▶ _What is required_
For this exercise, repeat each entry exactly as written.

:: Records shown

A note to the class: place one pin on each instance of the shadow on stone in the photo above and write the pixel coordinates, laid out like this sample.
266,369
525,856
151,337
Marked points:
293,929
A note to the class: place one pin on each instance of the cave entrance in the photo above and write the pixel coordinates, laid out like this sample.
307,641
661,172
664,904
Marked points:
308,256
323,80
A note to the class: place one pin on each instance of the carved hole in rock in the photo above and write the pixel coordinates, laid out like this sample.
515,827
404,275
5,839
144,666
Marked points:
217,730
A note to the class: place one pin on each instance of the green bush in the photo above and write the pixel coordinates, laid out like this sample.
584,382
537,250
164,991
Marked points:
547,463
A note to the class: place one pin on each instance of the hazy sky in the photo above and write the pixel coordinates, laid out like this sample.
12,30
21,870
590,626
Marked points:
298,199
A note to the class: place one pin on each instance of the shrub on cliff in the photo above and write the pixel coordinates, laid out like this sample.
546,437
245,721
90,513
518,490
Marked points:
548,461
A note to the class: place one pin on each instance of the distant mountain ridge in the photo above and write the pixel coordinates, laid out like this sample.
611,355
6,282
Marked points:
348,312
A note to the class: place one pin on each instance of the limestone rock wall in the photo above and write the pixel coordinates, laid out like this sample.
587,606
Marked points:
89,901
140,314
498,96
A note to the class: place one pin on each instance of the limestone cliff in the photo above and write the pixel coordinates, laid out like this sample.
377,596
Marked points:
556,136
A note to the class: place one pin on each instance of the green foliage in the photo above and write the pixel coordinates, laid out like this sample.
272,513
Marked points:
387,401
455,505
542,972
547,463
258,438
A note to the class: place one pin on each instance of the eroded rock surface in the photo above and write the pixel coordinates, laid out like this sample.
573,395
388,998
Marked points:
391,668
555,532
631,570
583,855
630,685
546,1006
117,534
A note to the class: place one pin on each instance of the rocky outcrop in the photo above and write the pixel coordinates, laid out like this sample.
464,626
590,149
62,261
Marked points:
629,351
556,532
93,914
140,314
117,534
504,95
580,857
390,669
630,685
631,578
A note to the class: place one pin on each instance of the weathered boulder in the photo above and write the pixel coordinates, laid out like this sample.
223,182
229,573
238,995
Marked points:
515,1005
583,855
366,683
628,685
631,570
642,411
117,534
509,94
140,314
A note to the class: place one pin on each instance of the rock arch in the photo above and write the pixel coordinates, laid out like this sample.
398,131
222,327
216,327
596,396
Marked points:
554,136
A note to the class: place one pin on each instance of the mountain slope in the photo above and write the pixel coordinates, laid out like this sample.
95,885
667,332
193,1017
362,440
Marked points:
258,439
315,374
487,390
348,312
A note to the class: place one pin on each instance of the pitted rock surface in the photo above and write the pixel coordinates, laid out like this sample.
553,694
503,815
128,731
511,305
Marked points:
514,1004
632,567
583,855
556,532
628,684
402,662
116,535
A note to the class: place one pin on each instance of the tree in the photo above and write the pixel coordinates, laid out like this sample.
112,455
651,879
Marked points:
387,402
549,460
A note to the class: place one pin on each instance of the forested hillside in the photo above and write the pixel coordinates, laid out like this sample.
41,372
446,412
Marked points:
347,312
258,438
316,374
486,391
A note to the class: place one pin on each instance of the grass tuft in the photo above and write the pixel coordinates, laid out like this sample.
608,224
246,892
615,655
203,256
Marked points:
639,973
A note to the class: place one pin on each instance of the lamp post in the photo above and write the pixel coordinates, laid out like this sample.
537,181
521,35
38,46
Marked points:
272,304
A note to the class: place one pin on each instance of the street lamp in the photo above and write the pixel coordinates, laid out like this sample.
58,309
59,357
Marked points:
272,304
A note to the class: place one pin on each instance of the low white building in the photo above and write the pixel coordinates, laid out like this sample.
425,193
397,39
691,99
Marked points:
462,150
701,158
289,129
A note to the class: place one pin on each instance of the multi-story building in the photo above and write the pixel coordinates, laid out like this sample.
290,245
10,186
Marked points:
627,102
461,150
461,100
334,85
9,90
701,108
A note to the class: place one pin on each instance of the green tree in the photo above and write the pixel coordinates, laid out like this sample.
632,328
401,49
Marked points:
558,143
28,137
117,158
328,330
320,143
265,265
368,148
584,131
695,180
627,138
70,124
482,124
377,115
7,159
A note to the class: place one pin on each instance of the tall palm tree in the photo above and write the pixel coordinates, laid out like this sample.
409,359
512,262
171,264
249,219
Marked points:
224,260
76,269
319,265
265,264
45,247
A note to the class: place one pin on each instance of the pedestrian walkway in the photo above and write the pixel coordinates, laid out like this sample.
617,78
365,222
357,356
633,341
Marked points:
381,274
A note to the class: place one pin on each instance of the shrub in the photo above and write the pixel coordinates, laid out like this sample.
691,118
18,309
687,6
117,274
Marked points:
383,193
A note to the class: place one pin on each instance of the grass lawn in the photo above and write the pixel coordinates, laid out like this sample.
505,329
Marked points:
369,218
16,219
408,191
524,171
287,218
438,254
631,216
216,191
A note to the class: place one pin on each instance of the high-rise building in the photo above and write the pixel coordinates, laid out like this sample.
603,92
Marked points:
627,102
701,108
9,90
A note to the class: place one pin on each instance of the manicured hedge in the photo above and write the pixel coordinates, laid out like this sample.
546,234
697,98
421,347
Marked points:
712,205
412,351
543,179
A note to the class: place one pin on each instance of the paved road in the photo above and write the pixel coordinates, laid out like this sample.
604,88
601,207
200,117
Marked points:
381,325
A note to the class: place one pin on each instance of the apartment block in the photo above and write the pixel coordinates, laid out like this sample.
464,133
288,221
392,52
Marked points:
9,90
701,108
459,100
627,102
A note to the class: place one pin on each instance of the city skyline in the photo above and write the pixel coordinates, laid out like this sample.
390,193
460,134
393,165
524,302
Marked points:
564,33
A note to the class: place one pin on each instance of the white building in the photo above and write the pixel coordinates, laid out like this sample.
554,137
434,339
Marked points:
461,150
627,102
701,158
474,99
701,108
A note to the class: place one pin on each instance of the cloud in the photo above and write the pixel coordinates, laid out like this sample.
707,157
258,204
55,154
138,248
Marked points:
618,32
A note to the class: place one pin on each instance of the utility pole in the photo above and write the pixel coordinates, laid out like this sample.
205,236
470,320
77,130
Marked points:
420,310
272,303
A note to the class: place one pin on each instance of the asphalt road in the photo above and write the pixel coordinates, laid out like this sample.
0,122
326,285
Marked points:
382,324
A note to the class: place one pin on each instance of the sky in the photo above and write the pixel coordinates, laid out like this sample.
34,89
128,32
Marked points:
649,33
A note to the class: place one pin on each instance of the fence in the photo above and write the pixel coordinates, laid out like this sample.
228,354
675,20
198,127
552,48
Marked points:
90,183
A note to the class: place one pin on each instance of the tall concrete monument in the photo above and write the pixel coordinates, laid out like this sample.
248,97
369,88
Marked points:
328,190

::::

▶ _Output for this exercise_
A note to the class: place one pin on each instance of the shadow on stone in the photo above and write the pixel coordinates, laid out like this sample.
266,369
525,856
151,337
Marked points:
293,929
A note to the class: place one pin on each instance of the cave entrance in the photo above and write the pixel coordinates, laid out like this sample.
307,641
661,172
664,904
Marked points:
308,256
323,80
A note to the class: place one pin on each instance of the carved hole in rock in the photo above and write the pixel coordinates, laid out like this sample.
515,827
404,275
5,839
144,666
Marked points:
217,730
A note to the class: place one pin on each instance of the green bush in the photo above and write the pixel coordinates, laid out like this sample.
584,382
537,250
164,991
Marked points:
547,463
A note to the class: place one pin on each instance of the hazy sky in the photo above and write the pixel coordinates, laid out like this sample.
12,30
21,870
590,626
Marked points:
298,199
A note to the class: place one pin on each instance of the shrub on cliff in the photo above and write the pixel coordinates, laid out like this sample.
546,437
245,721
90,513
518,490
Marked points:
548,461
A note to the class: place one pin on each instance of the distant mountain ridge in the photo above and write the pixel coordinates, laid out like this sample.
611,355
6,282
Marked points:
348,312
A note to the class: place one pin on each instance of the limestone rock wall in the photo above and write the pixel coordinates, laid out like this sample.
587,606
Marked points:
89,901
140,314
498,96
A note to the class: place one pin on each instance of the limestone cliff in the photo above and write the pixel coordinates, laid out like this sample.
377,596
Marked points:
556,136
A note to the class: place one pin on each instance of the green foliage in the photo above and write the pixel coordinates, laid out like this sample.
272,513
Marked points:
387,401
455,505
542,972
547,463
258,438
A note to the class: place one pin on each instance of the eroded rock surface in the photo above and write the pixel coordinates, laid out like this sample.
573,395
388,998
Marked points:
391,668
555,532
631,570
583,855
630,685
546,1006
117,534
A note to the class: place one pin on each instance of the rocky outcrop in the photo above and write the pixel coordinates, laid out like this sample.
464,626
590,149
62,261
Marked points:
629,351
556,532
93,914
140,314
117,534
504,95
580,857
390,669
630,685
631,578
A note to the class: place one pin on each instance of the weathered boulder in the photo above and write the pixel coordinates, laid out like this sample.
223,182
229,573
238,995
Marked points:
515,1005
583,855
366,683
628,685
631,570
642,411
117,534
509,94
140,314
A note to the class: place one pin on each instance of the rock arch in the photo above and write the pixel coordinates, laid out like this sample.
398,131
222,327
216,327
596,396
Marked points:
554,136
A note to the class: place one pin on each instance of the mountain slope in the photo above and write the pixel coordinates, laid out like this sample.
95,885
667,332
193,1017
362,440
Marked points:
258,439
315,374
487,390
348,312
A note to the class: place one pin on each instance of the pitted rock surface in the photo above and write the pixel coordinates, laid out like this sample.
553,694
503,815
128,731
511,305
Marked points:
514,1004
632,567
583,855
556,532
628,684
402,662
116,535
A note to the class: place one pin on each instance of the tree in the photo above and write the pixel coordinates, laid out like this sample.
112,455
651,879
Marked points:
387,402
549,460
A note to the class: place one pin on each instance of the forested hillside in the photo above and write the pixel coordinates, laid out like this sample.
41,372
446,412
Marked points:
347,312
258,438
316,374
486,391
A note to the class: place one pin on each instance of the grass tuft in the photo above and write the pixel coordinates, laid out like this sample.
608,224
246,892
615,655
203,256
Marked points:
639,973
A note to the class: place one pin on each instance of the lamp post in the photo above and write the pixel coordinates, laid out like this sample.
537,181
521,35
38,46
Marked points:
272,304
A note to the class: place one pin on each instance of the street lamp in the photo above and write the pixel coordinates, laid out like this sample.
58,309
59,357
Marked points:
272,304
A note to the class: place one pin on each instance of the low white building in the photo above and write the pixel coordinates, laid out like this sample.
425,193
397,39
691,99
Marked points:
462,150
701,158
289,129
A note to the class: place one pin on each instance of the multi-story building in the photo above and write the pixel coordinates, laid out like this sample.
290,245
10,186
Marked points:
627,102
461,150
461,100
334,85
9,90
701,108
A note to the class: place one pin on each instance of the green tree in the photo above and write the pixel coordinates, laid out like this sample.
632,328
401,49
Marked points:
558,143
28,137
117,158
328,330
320,143
265,265
368,148
584,131
695,180
627,138
70,124
482,124
377,115
7,159
A note to the class: place one pin on each instance of the tall palm tree in the photo above and write the pixel coordinates, laid out like this sample.
409,359
512,262
171,264
249,219
Marked points:
224,260
76,269
319,265
265,264
45,247
A note to the class: place one pin on each instance of the pedestrian walkway in the photo above and write the pixel coordinates, laid out like this sample.
617,78
365,222
357,356
633,341
Marked points:
381,274
A note to the class: place one pin on each instance of the shrub in the photo above and write the pixel coordinates, laid out like this sample.
691,118
18,309
687,6
117,274
Marked points:
383,193
A note to the class: place one pin on each instance of the grass lawn in the photo above and write the pixel coordinates, laid out like this sample.
505,329
Marked points:
369,218
16,219
408,191
524,171
287,218
438,254
631,216
216,191
A note to the class: place one pin on each instance of the high-rise building in the photo above and write the pixel coordinates, laid out like this sample.
603,92
Marked points:
627,102
701,108
9,90
A note to the class: place one pin on each instance of the manicured hedge in the photo above and write the pixel coordinates, laid out like this sample.
546,234
697,98
421,347
Marked points:
712,205
412,351
543,179
A note to the class: place one pin on each instance of the paved road in the photo above and write the pixel coordinates, laid out like this sample.
604,88
601,207
200,117
Marked points:
381,325
A note to the class: place one pin on each instance of the apartment block in the photo above and write the pixel coordinates, laid out like this sample.
464,133
288,221
392,52
Marked points:
9,90
701,108
459,100
627,102
A note to the class: place one pin on each instance of the city skyline in the photo above and write the pixel coordinates, laid out like this sample.
390,193
460,134
393,165
524,302
Marked points:
564,33
A note to the class: place one pin on each instance of the white building in the photo above and write the pixel coordinates, laid out like this sample.
554,137
434,339
Marked points:
461,150
627,102
701,158
474,99
701,108
A note to the class: place one pin on each instance of the cloud in the photo above and write the pixel coordinates, laid out like this sample.
707,157
258,204
55,154
138,248
Marked points:
618,32
A note to the class: place one pin on each instance of the utility pole in the photo above and write the pixel coordinates, laid out like this sample.
205,236
470,320
77,130
Marked points:
420,310
272,303
A note to the class: place one pin on each instance of the asphalt road in the photo above and write the pixel coordinates, laid out like this sample.
0,122
326,285
Marked points:
382,324
A note to the class: place one pin on each instance of the sky in the photo above and write the pixel coordinates, laid out like this sample.
34,89
128,32
Marked points:
649,33
A note to the class: place one pin on each instance of the fence in the photo above and write the pixel coordinates, laid out like this sample.
228,354
675,20
198,127
552,48
Marked points:
90,183
A note to the class: place one pin on each instance of the tall concrete monument in the photo above and write the pixel coordinates, laid out like this sample.
248,97
369,88
Marked points:
328,190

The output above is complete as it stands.